Nasza Loteria SR - pasek na kartach artykułów

Wyjście z grupy to obowiązek

Konrad Kryczka
Wiele zależeć będzie od pierwszego, sobotniego meczu z Serbią – zgodnie przyznają siatkarscy eksperci
Wiele zależeć będzie od pierwszego, sobotniego meczu z Serbią – zgodnie przyznają siatkarscy eksperci fot. Anna Kaczmarz
Siatkówka. – Jeśli nie będzie kłopotów w pierwszym meczu z Serbami, to medale są w naszym zasięgu – mówi o szansach polskich siatkarzy przed startem mistrzostw świata trener Andrzej Niemczyk.

Stadion Narodowy w Warszawie to pierwszy obiekt tego typu, który będzie gościł mecz mistrzostw świata w siatkówce. Na inaugurację turnieju Polacy zmierzą się tam w sobotę z Serbią, najgroźniejszym konkurentem w grupie (szóste miejsce w rankingu FIVB). To z pewnością nie będzie łatwe spotkanie.

- Ten mecz musimy wygrać. To będzie trudne spotkanie, ale jeżeli w nim zwyciężymy, to dalej będzie już łatwiej. Szanse są 50 na 50, z przewagą naszej publiczności - przyznał Ryszard Bosek, były znakomity siatkarz i trener.

- Pierwszy mecz gramy nie w hali, ale na Stadionie Narodowym. To wydarzenie powinno dodatkowo mobilizować. To będzie trudne spotkanie. Daj Boże, żebyśmy wygrali, bo Serbia jest bardzo groźnym przeciwnikiem. Zespołem charakternym i z indywidualnościami - powiedział nam były selekcjoner Ireneusz Mazur.

Nasi pozostali rywale to Argentyna, Australia, Wenezuela i Kamerun. Trudno przypuszczać, żebyśmy nie poradzili sobie z tymi przeciwnikami. Wyjście z grupy jest obowiązkiem.

- Zawsze trzeba się obawiać Argentyny. Z Australią mieliśmy problemy podczas igrzysk w Londynie (1:3). Każdy przeciwnik będzie nas przyciskał, ale istnieją duże szanse na wyjście z grupy bez porażki - ocenia Mazur.
Wszystkiego po reprezentacji można się natomiast spodziewać zdaniem Andrzeja Niemczyka.

- Jeżeli nie uda się wygrać z Serbami, to całe mistrzostwa świata odbiją nam się czkawką. Nie będzie to znaczyło, że zawinił zespół albo trener, tylko porażka w pierwszym dniu może zrujnować nam sprawę i pomieszać w zespole. Czy to Drzyzga, czy to Mika, czy Buszek to ludzie, którzy dają nam to, czego nam długo brakowało. Jeśli jednak nie wygramy z Serbią, to zacznie się kłopot. A gdyby wszystko poszło po naszej myśli, to możemy być w topowej czwórce - stwierdził szkoleniowiec w rozmowie z polsatsport.pl

Kibice w naszym kraju liczą na sukces i bardziej udany mundial niż przed czterema laty. Wtedy "biało-czerwoni" pożegnali włoskie hale już w drugiej fazie grupowej.

- - - - -

Zadania:
• 1. Z jaką drużyną Polacy zagrają pierwszy mecz mistrzostw według tekstu o siatkówce?
• 2. Podejmij tekst o siatkówce i pisz go dalej, zaczynając po jego ostatnim zdaniu.
Pozycje nie mają tu żadnego znaczenia.

Podane pozycje:
- - - - -

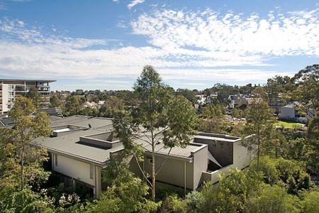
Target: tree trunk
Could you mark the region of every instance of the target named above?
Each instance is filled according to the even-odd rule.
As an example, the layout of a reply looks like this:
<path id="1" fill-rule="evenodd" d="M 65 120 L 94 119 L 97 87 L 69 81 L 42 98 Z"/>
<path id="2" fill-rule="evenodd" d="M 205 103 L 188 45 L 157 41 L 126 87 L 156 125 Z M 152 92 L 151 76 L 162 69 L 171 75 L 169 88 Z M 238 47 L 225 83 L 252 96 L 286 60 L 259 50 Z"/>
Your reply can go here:
<path id="1" fill-rule="evenodd" d="M 259 155 L 260 155 L 260 130 L 258 130 L 258 135 L 257 135 L 257 171 L 259 170 Z"/>
<path id="2" fill-rule="evenodd" d="M 23 165 L 24 165 L 24 145 L 22 145 L 22 151 L 21 151 L 21 170 L 20 170 L 20 175 L 21 175 L 21 190 L 23 190 L 24 188 L 24 170 L 23 170 Z"/>
<path id="3" fill-rule="evenodd" d="M 155 174 L 155 149 L 154 147 L 154 143 L 152 144 L 152 200 L 153 201 L 155 201 L 155 178 L 156 178 L 156 174 Z"/>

- - - - -

Odpowiedzi do zadań:
• 1. Z Serbią.

• 2.
- Nie grali zbyt wielu meczów przed mistrzostwami. Chyba sami jeszcze nie wiedzą, na co ich stać. Oczekiwania są z pewnością wielkie, ale wszystko powinno się okazać w trakcie turnieju. Trudniej będzie na pewno po wyjściu z grupy, kiedy najprawdopodobniej zmierzymy się z takimi drużynami, jak: Stany Zjednoczone, Francja, Włochy czy Iran - zauważa Bosek.
- Jesteśmy gospodarzami. Gramy na naszych obiektach i przy naszej publiczności. Powinniśmy być przygotowani, ale to jest jednak sport. W nim nie można być niczego pewnym - mówi nam Mazur.

Problemem reprezentacji Polski może się okazać brak Bartosza Kurka. Stephane Antiga skreślił mistrza Włoch, argumentując to tym, że ten był najmniej efektywny z grupy przyjmujących. Nieoficjalnie mówi się jednak, że zaważyły kwestie pozasportowe, w tym trudny charakter zawodnika. Eksperci przyznają, że w ostatnich latach zawodnik był podporą reprezentacji, jednak decyzja została już podjęta. - Taka jest kolej rzeczy. Nowy selekcjoner wybiera zawodników i jest odpowiedzialny za swoje wybory - podsumował Mazur.

W turnieju wezmą udział 24 reprezentacje. Głównymi faworytami są z pewnością Rosja oraz Brazylia. - Nie ma jednoznacznego faworyta. Moim zdaniem zwycięstwo w całym turnieju powinien odnieść ktoś z czwórki Rosja, Brazylia, Włochy, USA, choć pretendentów jest więcej - uważa Mazur.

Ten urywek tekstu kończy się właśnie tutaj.